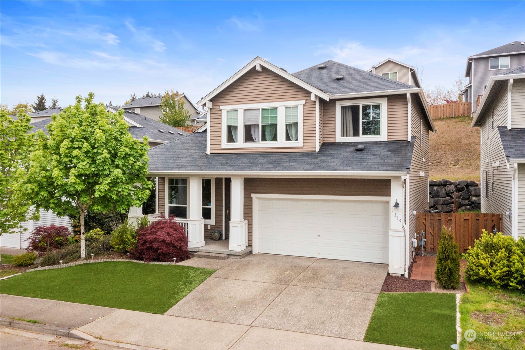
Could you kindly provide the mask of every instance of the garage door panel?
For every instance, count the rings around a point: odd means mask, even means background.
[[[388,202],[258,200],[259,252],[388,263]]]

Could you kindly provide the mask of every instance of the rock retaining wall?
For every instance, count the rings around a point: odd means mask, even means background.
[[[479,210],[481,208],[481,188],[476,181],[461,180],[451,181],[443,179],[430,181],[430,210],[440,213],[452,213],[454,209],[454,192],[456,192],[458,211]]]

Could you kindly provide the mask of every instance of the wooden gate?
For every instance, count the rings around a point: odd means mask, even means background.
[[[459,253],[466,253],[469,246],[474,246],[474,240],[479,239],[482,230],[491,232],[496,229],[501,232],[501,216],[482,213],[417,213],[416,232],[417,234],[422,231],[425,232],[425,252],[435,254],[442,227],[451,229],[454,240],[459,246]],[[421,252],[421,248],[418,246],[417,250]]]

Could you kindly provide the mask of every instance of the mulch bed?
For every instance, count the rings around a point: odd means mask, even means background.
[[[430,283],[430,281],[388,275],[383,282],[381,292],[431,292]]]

· · · · ·

• THE REQUEST
Please retype, unchanged, the part of the material that opens with the line containing "the mulch bed?" and closes with the final line of the material.

• OUTPUT FOR THIS EXERCISE
Could you kindly provide the mask of every instance of the mulch bed?
For every instance, count the rings around a point: odd means mask, even means background.
[[[430,283],[430,281],[388,275],[383,282],[381,292],[431,292]]]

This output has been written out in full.